— Start Stored records —

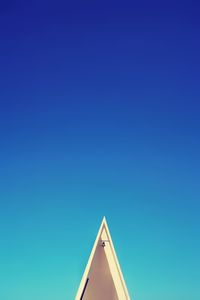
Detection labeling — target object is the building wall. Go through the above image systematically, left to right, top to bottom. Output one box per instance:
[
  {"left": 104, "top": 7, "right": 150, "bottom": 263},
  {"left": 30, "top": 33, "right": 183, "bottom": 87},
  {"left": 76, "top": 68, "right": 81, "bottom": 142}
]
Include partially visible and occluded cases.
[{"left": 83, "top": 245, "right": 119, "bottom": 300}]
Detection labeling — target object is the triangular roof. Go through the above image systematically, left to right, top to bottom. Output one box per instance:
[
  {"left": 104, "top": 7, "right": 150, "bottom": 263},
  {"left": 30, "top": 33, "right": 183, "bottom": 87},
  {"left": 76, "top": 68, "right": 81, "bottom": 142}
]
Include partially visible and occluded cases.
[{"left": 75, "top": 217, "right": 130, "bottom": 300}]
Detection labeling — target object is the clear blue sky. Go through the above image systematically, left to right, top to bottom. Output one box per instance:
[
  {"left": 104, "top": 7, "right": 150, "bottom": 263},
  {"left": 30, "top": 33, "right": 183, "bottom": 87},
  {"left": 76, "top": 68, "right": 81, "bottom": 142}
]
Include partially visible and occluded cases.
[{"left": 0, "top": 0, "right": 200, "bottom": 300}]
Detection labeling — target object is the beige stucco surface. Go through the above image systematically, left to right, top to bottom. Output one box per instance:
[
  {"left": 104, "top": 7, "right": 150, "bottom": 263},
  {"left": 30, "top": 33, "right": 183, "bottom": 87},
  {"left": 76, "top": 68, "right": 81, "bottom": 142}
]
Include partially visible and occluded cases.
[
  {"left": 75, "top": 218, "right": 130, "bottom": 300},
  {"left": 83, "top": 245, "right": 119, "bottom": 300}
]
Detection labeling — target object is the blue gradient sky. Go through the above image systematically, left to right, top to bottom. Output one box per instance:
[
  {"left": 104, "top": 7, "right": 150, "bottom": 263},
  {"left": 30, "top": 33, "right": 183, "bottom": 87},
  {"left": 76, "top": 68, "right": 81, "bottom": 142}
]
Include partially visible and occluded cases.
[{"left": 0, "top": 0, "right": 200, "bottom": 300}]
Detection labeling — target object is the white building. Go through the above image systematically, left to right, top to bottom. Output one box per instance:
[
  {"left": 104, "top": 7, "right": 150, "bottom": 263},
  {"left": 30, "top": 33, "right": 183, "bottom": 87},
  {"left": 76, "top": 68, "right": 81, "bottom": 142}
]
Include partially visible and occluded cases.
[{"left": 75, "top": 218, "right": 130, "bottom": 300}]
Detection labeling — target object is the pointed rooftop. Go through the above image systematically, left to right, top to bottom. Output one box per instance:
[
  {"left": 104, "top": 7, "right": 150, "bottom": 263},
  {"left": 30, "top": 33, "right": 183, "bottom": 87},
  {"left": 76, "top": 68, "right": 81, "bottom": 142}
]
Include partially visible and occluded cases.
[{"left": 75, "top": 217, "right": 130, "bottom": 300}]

— End Stored records —
— Start Stored records —

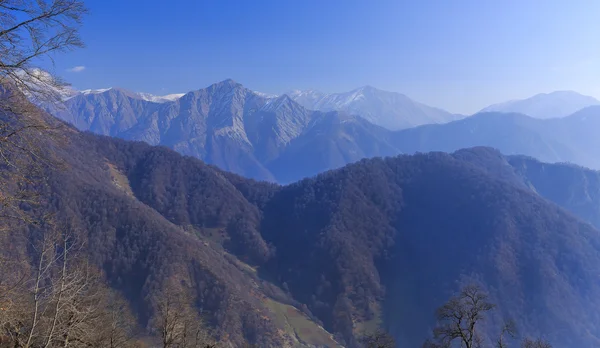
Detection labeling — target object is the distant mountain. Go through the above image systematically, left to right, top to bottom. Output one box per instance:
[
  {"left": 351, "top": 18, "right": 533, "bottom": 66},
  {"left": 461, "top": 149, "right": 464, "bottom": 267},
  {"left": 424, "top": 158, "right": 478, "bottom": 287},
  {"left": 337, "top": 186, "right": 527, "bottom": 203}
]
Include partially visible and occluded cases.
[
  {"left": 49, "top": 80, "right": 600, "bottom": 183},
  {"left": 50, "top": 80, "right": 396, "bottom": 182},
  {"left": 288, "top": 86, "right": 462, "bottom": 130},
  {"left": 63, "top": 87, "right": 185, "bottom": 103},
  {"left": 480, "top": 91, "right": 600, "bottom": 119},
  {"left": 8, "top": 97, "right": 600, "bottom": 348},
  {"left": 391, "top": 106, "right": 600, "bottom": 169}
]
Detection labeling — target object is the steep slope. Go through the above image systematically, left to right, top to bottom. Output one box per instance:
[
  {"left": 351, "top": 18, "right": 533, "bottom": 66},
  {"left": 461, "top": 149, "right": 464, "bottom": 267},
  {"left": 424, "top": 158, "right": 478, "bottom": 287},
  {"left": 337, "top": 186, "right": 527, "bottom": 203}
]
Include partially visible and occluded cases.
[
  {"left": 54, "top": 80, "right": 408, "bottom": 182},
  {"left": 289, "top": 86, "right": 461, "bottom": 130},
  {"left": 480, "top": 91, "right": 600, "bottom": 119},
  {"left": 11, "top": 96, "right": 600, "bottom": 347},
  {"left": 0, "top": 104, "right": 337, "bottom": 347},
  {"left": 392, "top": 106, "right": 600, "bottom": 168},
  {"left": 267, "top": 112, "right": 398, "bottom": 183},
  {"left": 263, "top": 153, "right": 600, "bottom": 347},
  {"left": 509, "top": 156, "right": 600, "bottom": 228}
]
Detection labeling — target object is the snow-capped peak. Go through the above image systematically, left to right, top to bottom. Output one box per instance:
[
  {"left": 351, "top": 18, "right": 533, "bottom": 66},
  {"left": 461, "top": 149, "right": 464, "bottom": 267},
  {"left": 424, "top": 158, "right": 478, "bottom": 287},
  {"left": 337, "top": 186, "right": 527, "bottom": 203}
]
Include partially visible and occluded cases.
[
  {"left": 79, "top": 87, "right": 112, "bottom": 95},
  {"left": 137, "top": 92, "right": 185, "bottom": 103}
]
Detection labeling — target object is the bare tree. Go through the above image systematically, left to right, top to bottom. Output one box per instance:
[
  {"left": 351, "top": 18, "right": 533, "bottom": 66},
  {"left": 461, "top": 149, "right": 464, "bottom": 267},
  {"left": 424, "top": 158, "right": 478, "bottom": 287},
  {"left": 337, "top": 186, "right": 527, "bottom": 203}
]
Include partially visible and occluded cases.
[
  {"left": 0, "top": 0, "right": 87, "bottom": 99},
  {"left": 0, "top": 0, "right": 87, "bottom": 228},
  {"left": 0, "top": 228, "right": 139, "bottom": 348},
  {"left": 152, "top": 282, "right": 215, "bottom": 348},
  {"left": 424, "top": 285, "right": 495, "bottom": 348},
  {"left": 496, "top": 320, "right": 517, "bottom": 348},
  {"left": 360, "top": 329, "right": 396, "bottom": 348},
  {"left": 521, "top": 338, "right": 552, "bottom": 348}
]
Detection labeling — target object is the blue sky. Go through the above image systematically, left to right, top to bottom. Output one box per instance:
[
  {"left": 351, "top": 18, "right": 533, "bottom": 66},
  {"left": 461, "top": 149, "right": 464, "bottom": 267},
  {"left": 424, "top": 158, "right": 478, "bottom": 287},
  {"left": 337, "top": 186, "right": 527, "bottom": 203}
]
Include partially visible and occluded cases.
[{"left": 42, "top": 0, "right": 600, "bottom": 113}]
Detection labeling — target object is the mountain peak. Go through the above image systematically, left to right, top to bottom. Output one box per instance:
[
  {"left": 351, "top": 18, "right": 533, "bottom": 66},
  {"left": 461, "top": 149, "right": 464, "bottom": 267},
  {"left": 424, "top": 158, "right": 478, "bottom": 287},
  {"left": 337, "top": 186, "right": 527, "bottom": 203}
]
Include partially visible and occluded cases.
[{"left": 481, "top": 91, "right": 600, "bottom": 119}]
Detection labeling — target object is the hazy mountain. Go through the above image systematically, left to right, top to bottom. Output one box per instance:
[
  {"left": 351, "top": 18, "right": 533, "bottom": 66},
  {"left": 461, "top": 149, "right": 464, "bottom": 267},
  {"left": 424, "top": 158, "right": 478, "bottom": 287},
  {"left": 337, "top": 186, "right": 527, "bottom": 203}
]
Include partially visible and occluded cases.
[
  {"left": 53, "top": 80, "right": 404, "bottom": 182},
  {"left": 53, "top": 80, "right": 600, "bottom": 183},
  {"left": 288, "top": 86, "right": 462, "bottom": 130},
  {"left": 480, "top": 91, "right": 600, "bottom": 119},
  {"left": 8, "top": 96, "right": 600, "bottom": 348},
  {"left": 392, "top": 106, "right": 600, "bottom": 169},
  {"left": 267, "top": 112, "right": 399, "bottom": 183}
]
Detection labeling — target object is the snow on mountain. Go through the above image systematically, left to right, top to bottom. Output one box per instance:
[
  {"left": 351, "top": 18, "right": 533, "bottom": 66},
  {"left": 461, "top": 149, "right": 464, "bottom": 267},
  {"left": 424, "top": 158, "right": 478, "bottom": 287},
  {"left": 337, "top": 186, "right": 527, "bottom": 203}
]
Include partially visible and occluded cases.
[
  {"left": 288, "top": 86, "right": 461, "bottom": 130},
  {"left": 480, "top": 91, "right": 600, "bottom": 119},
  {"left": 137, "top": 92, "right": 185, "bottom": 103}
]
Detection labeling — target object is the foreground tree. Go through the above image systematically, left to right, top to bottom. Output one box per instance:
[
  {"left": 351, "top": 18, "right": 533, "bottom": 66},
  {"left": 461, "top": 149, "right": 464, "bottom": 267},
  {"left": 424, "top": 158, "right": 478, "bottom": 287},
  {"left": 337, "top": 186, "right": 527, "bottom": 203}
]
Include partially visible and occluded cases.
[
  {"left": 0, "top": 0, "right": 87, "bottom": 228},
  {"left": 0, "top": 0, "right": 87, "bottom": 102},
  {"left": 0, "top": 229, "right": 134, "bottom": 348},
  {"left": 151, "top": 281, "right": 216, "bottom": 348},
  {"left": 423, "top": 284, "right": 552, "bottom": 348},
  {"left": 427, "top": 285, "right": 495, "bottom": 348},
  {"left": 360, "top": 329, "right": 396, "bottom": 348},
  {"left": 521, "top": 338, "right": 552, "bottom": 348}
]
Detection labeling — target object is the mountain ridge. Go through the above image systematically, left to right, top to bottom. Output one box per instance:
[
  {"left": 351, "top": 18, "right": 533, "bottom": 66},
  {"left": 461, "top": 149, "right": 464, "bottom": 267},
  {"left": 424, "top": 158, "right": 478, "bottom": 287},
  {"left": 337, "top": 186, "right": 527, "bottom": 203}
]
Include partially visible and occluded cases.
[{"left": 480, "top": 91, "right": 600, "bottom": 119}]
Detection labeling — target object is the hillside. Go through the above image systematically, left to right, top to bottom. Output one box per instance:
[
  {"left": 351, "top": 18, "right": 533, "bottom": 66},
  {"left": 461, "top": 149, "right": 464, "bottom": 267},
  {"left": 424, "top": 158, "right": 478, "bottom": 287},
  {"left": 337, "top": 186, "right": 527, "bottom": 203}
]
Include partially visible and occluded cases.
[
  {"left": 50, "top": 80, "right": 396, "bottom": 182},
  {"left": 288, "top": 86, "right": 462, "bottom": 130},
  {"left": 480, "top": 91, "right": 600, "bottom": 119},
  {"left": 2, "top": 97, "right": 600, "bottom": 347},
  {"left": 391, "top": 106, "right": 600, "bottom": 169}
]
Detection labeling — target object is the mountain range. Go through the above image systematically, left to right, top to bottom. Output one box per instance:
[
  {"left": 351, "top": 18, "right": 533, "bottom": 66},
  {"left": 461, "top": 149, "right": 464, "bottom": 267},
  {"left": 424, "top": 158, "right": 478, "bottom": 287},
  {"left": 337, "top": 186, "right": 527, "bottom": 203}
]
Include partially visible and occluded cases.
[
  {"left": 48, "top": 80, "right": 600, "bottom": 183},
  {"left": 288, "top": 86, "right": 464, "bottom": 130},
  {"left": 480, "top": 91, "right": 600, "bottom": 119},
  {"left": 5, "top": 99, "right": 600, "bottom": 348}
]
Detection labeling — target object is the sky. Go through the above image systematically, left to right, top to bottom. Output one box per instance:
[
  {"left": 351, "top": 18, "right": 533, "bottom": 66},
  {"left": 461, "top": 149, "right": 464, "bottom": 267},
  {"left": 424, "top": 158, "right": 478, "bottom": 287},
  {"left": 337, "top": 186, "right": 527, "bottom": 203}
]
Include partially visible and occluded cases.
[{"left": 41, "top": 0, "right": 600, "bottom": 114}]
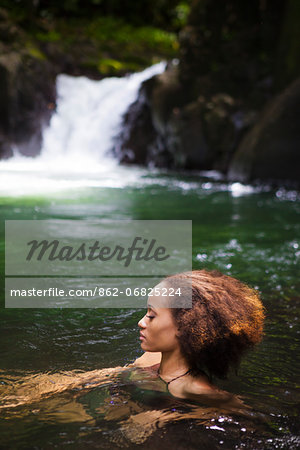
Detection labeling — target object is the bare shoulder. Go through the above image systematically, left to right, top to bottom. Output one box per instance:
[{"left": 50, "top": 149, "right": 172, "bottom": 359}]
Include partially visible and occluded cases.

— End Stored records —

▶ [What is required] Give the number of lines in the records above that contain the word "mountain". Reply with the number alone.

▶ [Result below] 6